EXERCISE | All lines from the line containing "Note: for this drill we locate the tinted" up to and including the last line of the listing below should be echoed exactly; no other lines belong in the response.

GIVEN ENTRIES |
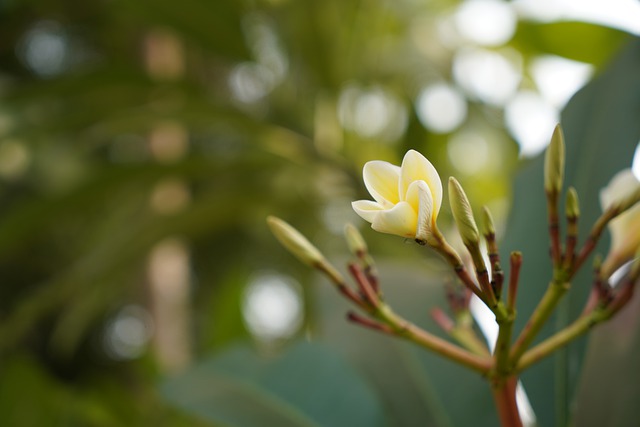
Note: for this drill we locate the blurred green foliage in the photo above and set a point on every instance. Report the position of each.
(254, 88)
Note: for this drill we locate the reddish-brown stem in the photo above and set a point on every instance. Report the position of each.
(363, 284)
(570, 251)
(504, 395)
(350, 295)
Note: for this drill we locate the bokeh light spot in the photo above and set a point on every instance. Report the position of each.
(486, 22)
(636, 162)
(372, 113)
(45, 49)
(468, 152)
(559, 78)
(531, 120)
(128, 333)
(491, 77)
(441, 108)
(272, 307)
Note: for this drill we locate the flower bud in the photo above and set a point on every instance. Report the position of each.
(554, 162)
(487, 221)
(463, 214)
(622, 195)
(572, 205)
(295, 242)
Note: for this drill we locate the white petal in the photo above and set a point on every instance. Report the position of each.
(401, 220)
(381, 179)
(367, 209)
(425, 210)
(622, 185)
(416, 167)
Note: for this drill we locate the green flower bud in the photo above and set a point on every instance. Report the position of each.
(554, 162)
(295, 242)
(572, 206)
(463, 214)
(487, 221)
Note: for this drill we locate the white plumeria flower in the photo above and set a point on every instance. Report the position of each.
(625, 229)
(407, 198)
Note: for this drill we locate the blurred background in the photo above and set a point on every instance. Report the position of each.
(143, 143)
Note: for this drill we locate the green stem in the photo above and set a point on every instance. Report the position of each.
(561, 338)
(504, 318)
(469, 340)
(561, 368)
(504, 395)
(541, 314)
(411, 332)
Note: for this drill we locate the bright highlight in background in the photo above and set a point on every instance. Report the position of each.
(531, 119)
(441, 108)
(489, 76)
(272, 307)
(486, 22)
(559, 78)
(636, 162)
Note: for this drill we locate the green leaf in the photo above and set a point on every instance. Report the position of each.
(307, 386)
(609, 390)
(580, 41)
(602, 130)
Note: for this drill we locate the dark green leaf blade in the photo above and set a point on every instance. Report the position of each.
(602, 130)
(307, 386)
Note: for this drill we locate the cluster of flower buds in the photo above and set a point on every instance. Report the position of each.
(406, 202)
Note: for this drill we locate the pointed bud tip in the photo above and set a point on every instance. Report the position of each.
(487, 220)
(462, 213)
(572, 204)
(554, 162)
(295, 242)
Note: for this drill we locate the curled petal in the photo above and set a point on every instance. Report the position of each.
(400, 220)
(425, 211)
(381, 179)
(416, 167)
(367, 209)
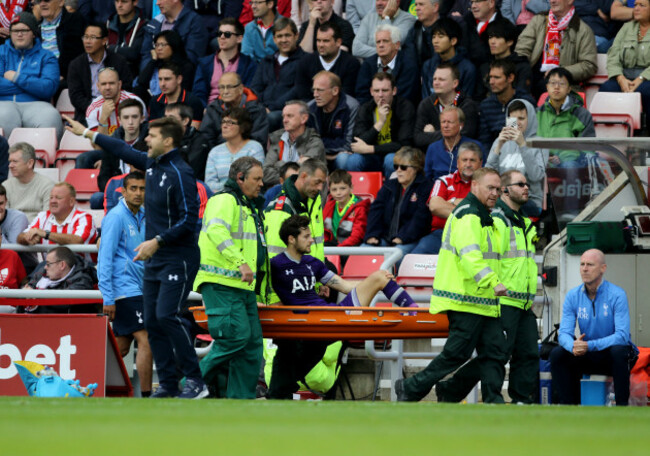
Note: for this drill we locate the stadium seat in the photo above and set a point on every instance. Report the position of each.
(43, 140)
(64, 105)
(366, 183)
(70, 148)
(616, 114)
(51, 173)
(358, 267)
(84, 182)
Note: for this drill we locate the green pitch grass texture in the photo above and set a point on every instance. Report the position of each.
(143, 427)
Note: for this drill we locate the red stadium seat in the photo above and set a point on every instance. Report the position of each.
(84, 182)
(366, 183)
(70, 148)
(616, 114)
(43, 140)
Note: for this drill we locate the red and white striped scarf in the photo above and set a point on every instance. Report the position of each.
(553, 42)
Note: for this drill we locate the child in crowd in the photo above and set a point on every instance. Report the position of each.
(345, 214)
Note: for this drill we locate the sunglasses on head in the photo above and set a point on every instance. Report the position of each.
(227, 34)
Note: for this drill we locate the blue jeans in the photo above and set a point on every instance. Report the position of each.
(429, 244)
(358, 162)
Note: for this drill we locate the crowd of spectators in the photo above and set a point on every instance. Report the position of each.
(424, 95)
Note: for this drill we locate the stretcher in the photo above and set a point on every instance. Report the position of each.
(344, 323)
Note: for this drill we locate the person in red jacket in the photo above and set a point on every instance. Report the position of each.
(345, 214)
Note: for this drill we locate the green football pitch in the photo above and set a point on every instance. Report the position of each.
(120, 427)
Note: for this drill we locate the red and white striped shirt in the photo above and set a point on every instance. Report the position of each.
(95, 109)
(78, 223)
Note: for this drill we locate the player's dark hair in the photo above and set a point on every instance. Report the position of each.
(293, 226)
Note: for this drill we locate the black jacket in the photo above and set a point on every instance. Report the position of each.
(80, 80)
(414, 215)
(68, 38)
(346, 68)
(401, 125)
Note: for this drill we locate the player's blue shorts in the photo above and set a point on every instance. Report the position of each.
(129, 316)
(351, 300)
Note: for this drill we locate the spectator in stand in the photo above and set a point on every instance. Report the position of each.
(84, 70)
(120, 278)
(234, 94)
(421, 35)
(509, 151)
(168, 48)
(399, 216)
(322, 11)
(61, 32)
(501, 78)
(194, 146)
(332, 114)
(446, 93)
(12, 221)
(329, 57)
(174, 16)
(356, 10)
(101, 114)
(12, 272)
(563, 116)
(275, 78)
(126, 32)
(559, 39)
(386, 12)
(447, 192)
(258, 42)
(132, 130)
(502, 36)
(97, 10)
(236, 129)
(384, 125)
(390, 58)
(170, 81)
(228, 59)
(30, 77)
(296, 142)
(287, 170)
(442, 155)
(345, 215)
(8, 10)
(628, 60)
(475, 23)
(27, 191)
(446, 35)
(63, 270)
(4, 159)
(521, 12)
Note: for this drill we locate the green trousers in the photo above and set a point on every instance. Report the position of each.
(233, 364)
(467, 332)
(522, 350)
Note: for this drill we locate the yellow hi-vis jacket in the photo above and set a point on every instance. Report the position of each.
(228, 239)
(517, 245)
(468, 262)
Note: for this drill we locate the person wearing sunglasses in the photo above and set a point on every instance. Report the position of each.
(509, 151)
(28, 80)
(227, 58)
(519, 274)
(399, 216)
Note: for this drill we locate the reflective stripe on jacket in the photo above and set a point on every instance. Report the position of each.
(468, 262)
(518, 269)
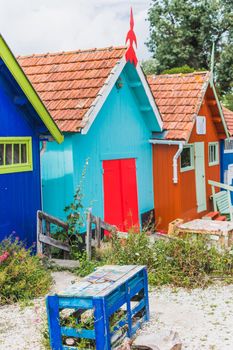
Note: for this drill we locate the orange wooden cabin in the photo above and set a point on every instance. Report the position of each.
(187, 154)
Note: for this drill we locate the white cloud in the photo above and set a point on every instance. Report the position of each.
(34, 26)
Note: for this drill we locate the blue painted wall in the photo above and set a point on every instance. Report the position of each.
(20, 193)
(225, 160)
(119, 131)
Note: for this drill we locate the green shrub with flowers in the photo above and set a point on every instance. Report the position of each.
(22, 274)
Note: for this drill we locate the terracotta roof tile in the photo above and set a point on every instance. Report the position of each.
(228, 114)
(178, 97)
(69, 82)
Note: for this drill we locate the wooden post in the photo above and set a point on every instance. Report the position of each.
(39, 232)
(47, 233)
(98, 231)
(213, 195)
(88, 236)
(229, 204)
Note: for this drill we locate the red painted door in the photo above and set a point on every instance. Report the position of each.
(120, 193)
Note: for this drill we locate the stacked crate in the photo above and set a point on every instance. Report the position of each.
(102, 309)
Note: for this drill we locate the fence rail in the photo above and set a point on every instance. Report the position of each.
(94, 225)
(44, 222)
(94, 237)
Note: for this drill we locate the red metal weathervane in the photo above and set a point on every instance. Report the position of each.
(130, 54)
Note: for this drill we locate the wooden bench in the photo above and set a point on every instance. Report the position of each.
(116, 297)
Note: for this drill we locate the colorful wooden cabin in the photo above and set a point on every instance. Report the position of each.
(23, 119)
(186, 153)
(104, 107)
(227, 150)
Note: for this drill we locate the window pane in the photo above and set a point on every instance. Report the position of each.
(23, 153)
(16, 153)
(8, 154)
(1, 154)
(186, 158)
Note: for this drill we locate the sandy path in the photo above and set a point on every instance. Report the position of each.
(20, 328)
(202, 318)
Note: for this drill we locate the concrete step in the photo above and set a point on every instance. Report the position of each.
(212, 215)
(221, 218)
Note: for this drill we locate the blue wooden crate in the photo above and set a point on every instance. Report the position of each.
(113, 299)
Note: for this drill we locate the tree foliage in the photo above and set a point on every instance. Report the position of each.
(182, 33)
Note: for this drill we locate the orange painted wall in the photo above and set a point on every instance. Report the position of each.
(179, 200)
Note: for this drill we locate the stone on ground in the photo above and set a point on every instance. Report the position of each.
(159, 341)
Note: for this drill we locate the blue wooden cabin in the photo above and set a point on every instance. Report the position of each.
(24, 120)
(226, 151)
(107, 113)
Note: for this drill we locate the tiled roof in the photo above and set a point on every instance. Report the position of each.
(69, 82)
(178, 97)
(228, 115)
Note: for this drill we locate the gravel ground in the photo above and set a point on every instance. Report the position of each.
(202, 318)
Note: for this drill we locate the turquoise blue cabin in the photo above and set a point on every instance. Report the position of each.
(106, 111)
(24, 120)
(227, 151)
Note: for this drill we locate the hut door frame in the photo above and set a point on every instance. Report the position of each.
(121, 192)
(199, 151)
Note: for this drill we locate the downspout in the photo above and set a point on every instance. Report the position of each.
(175, 160)
(176, 156)
(42, 151)
(43, 148)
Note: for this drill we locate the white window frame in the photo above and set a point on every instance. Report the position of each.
(228, 150)
(191, 167)
(216, 162)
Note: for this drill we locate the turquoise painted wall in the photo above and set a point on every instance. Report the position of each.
(119, 131)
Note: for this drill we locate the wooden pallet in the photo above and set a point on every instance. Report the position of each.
(106, 292)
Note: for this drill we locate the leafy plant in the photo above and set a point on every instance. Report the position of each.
(189, 262)
(75, 216)
(22, 275)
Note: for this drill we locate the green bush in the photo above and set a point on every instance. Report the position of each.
(22, 275)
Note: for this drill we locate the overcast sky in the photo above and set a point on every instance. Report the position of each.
(35, 26)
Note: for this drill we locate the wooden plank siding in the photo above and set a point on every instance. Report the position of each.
(179, 200)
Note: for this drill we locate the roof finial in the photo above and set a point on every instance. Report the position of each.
(130, 54)
(212, 62)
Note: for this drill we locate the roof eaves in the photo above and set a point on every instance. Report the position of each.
(91, 114)
(150, 96)
(202, 94)
(19, 75)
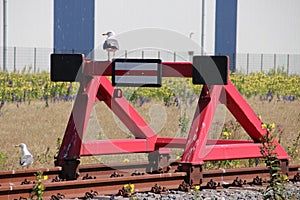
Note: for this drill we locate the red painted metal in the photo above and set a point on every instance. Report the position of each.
(197, 147)
(169, 69)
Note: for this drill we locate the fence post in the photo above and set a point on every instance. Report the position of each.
(15, 59)
(261, 62)
(247, 63)
(34, 60)
(275, 62)
(174, 56)
(288, 64)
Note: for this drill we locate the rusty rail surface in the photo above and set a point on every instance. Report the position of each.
(105, 180)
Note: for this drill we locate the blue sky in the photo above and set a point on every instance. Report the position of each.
(264, 26)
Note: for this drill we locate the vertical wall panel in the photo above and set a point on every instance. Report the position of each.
(225, 29)
(73, 26)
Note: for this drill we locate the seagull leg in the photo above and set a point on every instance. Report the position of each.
(108, 56)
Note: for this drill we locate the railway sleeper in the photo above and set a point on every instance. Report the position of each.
(159, 190)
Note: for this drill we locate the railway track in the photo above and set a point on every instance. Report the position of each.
(105, 180)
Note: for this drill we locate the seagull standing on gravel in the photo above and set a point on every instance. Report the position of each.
(111, 43)
(27, 158)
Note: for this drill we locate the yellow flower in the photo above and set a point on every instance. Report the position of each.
(226, 133)
(129, 187)
(259, 116)
(273, 125)
(264, 126)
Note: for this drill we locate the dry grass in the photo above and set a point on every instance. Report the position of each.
(39, 127)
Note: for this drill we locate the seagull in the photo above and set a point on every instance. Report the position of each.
(111, 43)
(27, 158)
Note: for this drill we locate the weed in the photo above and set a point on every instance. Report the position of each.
(183, 124)
(39, 188)
(276, 188)
(3, 160)
(293, 150)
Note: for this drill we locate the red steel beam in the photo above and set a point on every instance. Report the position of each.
(104, 147)
(169, 69)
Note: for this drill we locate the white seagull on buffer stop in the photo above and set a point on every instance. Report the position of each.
(27, 158)
(111, 43)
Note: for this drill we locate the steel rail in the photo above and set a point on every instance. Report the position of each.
(100, 182)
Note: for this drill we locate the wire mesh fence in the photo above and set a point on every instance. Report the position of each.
(36, 60)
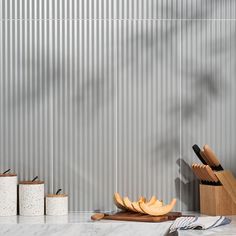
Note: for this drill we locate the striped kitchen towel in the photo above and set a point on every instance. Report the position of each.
(207, 222)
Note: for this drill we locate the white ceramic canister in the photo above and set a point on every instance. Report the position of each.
(8, 194)
(57, 204)
(31, 198)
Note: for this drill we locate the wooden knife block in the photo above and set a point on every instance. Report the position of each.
(215, 200)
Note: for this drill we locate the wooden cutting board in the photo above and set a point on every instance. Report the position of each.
(131, 216)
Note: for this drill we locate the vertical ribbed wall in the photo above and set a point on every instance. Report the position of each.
(103, 96)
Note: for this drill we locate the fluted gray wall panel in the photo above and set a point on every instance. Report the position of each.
(208, 96)
(104, 96)
(148, 108)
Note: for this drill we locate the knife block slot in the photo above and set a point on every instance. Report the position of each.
(215, 200)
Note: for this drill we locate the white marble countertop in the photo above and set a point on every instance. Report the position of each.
(81, 224)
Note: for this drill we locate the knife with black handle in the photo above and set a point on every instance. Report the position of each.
(212, 158)
(197, 151)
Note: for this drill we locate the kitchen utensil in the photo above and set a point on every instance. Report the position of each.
(219, 200)
(229, 183)
(197, 151)
(212, 159)
(131, 216)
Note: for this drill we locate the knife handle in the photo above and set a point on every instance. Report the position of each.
(197, 151)
(212, 158)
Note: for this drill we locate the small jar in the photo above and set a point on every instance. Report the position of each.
(57, 204)
(8, 194)
(31, 198)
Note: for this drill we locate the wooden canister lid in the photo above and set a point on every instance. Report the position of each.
(57, 195)
(8, 175)
(29, 182)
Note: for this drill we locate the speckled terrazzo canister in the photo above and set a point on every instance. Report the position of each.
(8, 194)
(56, 204)
(31, 198)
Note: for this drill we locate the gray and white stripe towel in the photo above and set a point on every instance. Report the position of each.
(207, 222)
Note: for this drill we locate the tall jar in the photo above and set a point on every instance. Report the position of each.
(31, 198)
(8, 194)
(57, 204)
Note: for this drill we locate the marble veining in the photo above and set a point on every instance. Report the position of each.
(80, 224)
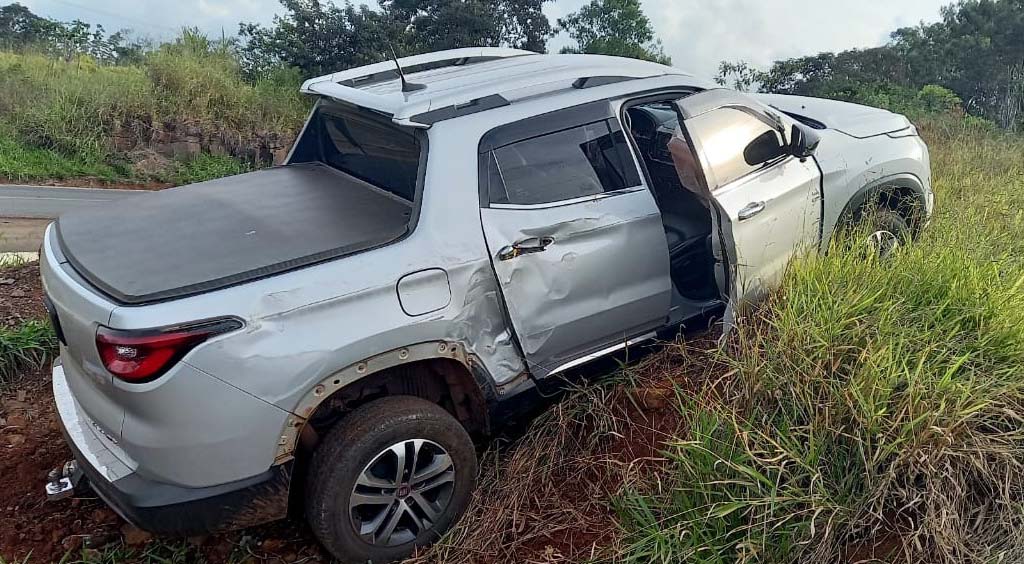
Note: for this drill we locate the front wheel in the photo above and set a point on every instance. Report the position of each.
(393, 475)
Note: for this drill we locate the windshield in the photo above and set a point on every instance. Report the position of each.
(366, 145)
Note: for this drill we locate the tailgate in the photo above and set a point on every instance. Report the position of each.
(76, 311)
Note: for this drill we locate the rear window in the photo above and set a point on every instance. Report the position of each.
(368, 146)
(583, 161)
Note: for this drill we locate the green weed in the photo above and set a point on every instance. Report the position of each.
(25, 347)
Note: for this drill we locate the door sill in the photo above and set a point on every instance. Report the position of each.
(603, 352)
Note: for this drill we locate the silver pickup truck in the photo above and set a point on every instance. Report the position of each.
(338, 332)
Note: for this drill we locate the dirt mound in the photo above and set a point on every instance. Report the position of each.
(543, 499)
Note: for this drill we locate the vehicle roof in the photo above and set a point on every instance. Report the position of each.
(466, 81)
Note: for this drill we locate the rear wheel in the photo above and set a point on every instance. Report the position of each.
(393, 475)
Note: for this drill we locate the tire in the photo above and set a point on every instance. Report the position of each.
(352, 480)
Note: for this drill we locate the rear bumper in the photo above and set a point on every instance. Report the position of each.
(162, 508)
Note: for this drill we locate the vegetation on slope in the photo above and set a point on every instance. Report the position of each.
(870, 410)
(183, 114)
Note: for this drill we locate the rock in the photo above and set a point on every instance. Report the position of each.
(15, 439)
(198, 540)
(178, 149)
(73, 543)
(653, 399)
(272, 545)
(134, 535)
(150, 163)
(280, 156)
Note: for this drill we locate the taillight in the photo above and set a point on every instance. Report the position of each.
(143, 355)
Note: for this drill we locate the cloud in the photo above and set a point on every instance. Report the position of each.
(697, 34)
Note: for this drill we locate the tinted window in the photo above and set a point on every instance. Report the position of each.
(725, 135)
(574, 163)
(371, 148)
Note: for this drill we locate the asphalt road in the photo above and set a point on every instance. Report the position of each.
(25, 211)
(50, 202)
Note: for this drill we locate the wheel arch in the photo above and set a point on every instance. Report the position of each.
(438, 371)
(903, 193)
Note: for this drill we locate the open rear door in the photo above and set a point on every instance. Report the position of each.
(733, 152)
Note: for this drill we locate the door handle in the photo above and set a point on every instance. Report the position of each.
(524, 247)
(751, 210)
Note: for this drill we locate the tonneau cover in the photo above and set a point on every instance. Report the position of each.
(205, 236)
(854, 120)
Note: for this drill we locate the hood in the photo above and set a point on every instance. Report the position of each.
(854, 120)
(213, 234)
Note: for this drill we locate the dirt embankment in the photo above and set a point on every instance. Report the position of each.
(543, 499)
(31, 444)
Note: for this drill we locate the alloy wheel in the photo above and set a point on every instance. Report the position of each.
(401, 492)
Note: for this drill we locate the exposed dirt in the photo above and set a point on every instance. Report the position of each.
(31, 444)
(93, 182)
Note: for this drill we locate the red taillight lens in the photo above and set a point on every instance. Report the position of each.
(143, 355)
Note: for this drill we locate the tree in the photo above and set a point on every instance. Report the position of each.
(19, 29)
(318, 37)
(976, 51)
(612, 28)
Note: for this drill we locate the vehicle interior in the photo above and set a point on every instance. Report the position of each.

TASK RESPONSE |
Note: for this drill we locate the tinted window in the photo above and set a point on every instance. Report the position of each.
(725, 135)
(574, 163)
(371, 148)
Note: for this drill we locate the asphalt road in the photo above and set a point on every instance. Report the position of each.
(25, 211)
(50, 202)
Note: for this drill we locate the wheel arch in the photo above and set a point on every instance. Report the position of each.
(438, 371)
(903, 193)
Note: for this drill we locate the open rear door in the photo above and set a point on every instance. Report the position of each.
(733, 152)
Note: for this drill we locate the door handle in the photo above and set a point on every instance. Report the position of each.
(524, 247)
(751, 210)
Note: for this drill we locate the tonneau cover in the photo above and set a point on every instance. Report the position of each.
(205, 236)
(854, 120)
Note: for this drill we locate the hood in the photo above and set a point on every instance. Report the position of each.
(854, 120)
(213, 234)
Note: for this drill we locate the dirt embankment in the photo above and set a point on every instance. Report the position of each.
(543, 499)
(31, 444)
Note: for this drill we locate the alloy wheel in the photo above and set a point on every instance. Report the position of each.
(401, 492)
Note: for this drill we locate the exposed dirt in the photo above and set a point on every instance. Report the position of each.
(31, 444)
(93, 182)
Note: for this drill we locate the red taillight lens in the photo above and set a point on every instance. Report the position of each.
(143, 355)
Note: for this drill we locate the tree in the photo above and set a point on every instance. Report the position of each.
(19, 29)
(318, 37)
(976, 51)
(612, 28)
Note: for this drill we locate the vehicle interior in the photo above and set a point on every instance. Report the position of each.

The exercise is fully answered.